In the records below, rewrite the part that opens with the line containing "Above is an image. You are tasked with finding the sculpted" and closes with the line containing "top-left (351, 865), bottom-right (387, 993)", reproducing every line in it and shifting each coordinate in the answers by adding 37. Leave all other lines unchanged.
------------------------------------------------------------------------
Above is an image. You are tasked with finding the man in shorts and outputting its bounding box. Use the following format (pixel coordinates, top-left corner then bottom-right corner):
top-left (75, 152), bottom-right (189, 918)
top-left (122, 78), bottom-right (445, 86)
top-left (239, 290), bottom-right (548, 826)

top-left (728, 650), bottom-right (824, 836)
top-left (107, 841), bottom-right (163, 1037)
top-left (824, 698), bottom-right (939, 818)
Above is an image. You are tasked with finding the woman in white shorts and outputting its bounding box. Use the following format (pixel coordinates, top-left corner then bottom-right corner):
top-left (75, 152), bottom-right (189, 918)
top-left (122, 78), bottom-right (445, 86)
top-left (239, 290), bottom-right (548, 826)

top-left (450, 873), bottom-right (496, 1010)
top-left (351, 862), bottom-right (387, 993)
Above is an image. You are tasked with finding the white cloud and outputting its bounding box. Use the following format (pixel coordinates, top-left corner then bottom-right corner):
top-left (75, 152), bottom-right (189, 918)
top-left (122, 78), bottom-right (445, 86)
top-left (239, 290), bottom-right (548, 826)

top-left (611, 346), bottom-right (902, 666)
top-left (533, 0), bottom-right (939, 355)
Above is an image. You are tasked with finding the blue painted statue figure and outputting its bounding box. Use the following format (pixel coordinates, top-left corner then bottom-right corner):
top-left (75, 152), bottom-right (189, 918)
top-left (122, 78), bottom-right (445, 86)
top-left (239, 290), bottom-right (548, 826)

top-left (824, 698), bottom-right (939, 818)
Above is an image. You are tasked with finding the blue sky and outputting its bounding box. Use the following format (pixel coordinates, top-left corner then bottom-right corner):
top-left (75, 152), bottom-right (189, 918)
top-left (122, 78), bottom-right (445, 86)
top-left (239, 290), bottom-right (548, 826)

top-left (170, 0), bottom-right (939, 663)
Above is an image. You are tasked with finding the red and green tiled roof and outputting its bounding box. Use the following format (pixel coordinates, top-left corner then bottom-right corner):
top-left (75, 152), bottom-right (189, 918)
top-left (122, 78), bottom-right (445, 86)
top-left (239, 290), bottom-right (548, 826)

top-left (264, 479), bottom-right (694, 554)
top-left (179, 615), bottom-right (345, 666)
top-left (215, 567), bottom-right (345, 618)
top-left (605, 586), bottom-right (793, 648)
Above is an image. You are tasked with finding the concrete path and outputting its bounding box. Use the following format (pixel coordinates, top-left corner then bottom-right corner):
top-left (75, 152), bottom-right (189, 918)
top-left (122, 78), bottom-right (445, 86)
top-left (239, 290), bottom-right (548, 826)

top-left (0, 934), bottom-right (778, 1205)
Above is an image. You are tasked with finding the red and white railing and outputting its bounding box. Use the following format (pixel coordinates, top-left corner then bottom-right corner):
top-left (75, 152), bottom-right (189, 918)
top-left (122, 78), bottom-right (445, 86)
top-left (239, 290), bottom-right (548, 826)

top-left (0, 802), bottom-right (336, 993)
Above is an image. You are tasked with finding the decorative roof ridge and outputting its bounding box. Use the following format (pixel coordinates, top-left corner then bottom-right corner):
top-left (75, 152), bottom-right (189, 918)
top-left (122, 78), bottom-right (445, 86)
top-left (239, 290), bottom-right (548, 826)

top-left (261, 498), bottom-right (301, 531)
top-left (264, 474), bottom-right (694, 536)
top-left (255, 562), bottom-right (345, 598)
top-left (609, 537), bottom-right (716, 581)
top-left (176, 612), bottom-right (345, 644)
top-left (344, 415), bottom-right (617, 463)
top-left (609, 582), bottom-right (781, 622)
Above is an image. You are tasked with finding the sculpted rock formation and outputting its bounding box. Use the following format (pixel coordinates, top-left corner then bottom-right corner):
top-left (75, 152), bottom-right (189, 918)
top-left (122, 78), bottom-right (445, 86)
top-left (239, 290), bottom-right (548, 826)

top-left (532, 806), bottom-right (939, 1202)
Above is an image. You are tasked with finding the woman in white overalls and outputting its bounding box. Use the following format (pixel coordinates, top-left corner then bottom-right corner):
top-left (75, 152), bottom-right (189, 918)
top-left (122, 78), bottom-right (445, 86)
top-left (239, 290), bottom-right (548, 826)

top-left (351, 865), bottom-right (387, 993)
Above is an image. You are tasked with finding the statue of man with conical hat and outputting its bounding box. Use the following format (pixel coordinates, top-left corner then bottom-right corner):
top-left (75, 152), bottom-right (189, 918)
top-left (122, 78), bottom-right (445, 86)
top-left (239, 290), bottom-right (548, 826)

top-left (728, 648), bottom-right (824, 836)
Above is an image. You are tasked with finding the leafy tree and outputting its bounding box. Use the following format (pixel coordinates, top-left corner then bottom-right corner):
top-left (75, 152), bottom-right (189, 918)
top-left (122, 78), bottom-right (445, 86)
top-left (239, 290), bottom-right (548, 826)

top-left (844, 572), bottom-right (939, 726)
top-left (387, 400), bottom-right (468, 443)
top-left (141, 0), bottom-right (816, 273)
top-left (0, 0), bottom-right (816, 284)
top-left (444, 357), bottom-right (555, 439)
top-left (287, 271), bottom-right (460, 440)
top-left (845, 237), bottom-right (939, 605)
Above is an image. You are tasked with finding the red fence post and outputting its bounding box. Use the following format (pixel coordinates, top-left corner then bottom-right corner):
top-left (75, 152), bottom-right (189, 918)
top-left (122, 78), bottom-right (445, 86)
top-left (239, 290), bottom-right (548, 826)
------------------------------------------------------------------------
* [EXPECTED ANSWER]:
Above is an image. You are tasked with finding the sculpted rock formation and outputting its bounding box. Use the following format (pixel coordinates, top-left corner then bottom-right corner):
top-left (75, 152), bottom-right (189, 918)
top-left (122, 78), bottom-right (445, 86)
top-left (239, 290), bottom-right (548, 826)

top-left (569, 843), bottom-right (976, 1239)
Above is an image. You are tasked with finding the woman in white overalls and outputting its bounding box. Use the following format (pixel coordinates, top-left corner then bottom-right corner):
top-left (75, 152), bottom-right (189, 918)
top-left (122, 78), bottom-right (445, 86)
top-left (239, 290), bottom-right (548, 826)

top-left (388, 902), bottom-right (424, 1030)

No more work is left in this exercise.